## What is being asked
Pick out each line of the records that includes the string "ground", and copy it.

#### Supplied entries ####

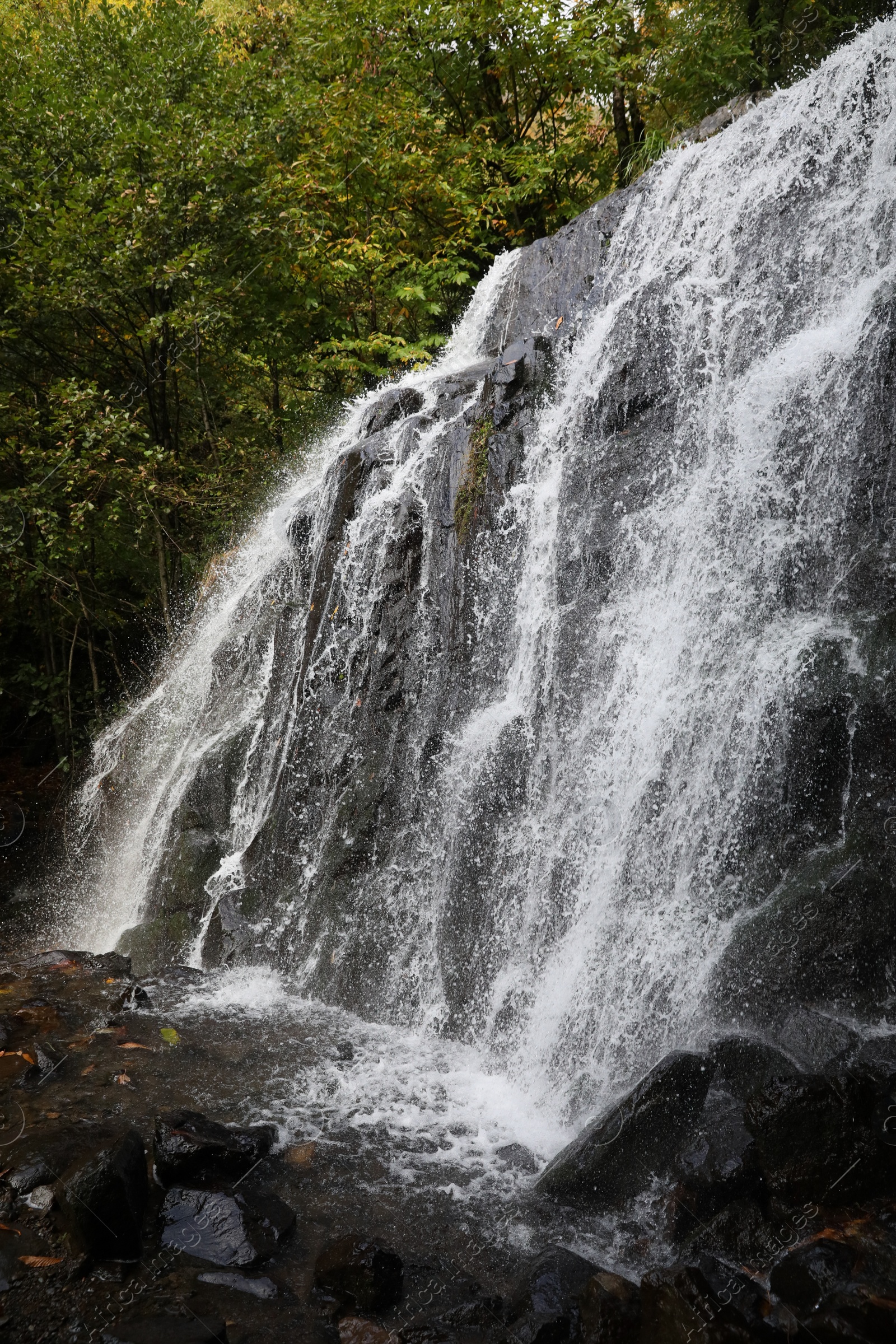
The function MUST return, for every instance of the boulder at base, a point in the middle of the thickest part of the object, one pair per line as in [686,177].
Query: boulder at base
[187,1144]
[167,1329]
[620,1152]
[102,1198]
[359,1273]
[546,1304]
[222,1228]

####
#### Supplied entries ####

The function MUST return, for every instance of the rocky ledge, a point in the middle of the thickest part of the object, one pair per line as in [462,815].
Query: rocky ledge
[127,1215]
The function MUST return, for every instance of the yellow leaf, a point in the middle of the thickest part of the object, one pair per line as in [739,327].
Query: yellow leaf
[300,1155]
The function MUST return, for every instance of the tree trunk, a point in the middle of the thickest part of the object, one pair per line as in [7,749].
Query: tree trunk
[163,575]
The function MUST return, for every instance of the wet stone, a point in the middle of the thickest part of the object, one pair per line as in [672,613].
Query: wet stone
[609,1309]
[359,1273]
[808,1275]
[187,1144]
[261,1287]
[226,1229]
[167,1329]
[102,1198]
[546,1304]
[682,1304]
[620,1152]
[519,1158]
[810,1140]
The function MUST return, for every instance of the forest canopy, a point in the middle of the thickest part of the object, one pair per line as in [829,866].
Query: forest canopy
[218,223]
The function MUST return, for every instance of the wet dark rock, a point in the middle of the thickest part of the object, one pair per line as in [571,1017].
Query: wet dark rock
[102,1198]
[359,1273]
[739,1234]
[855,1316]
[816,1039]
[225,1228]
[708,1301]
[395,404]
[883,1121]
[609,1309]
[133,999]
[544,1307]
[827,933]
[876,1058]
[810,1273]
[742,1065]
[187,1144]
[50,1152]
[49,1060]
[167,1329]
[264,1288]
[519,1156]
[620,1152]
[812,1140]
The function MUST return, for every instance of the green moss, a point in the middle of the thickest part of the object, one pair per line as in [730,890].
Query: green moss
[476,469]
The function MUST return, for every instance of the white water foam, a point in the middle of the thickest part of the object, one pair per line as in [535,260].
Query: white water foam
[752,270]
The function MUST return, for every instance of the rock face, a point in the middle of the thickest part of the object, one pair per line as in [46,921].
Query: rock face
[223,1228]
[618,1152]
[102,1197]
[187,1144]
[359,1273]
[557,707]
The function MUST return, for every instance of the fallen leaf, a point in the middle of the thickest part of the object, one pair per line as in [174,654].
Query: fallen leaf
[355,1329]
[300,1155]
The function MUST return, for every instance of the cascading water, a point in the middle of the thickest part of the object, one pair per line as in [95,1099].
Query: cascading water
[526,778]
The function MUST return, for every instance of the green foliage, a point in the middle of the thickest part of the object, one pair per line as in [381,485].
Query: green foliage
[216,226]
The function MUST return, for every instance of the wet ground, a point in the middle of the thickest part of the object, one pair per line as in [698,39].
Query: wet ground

####

## Answer to the exercise
The function MUST return, for every instance of the wet ground, a point in the middle of the thickest part of the object, one pair per line as in [698,39].
Query: wet ground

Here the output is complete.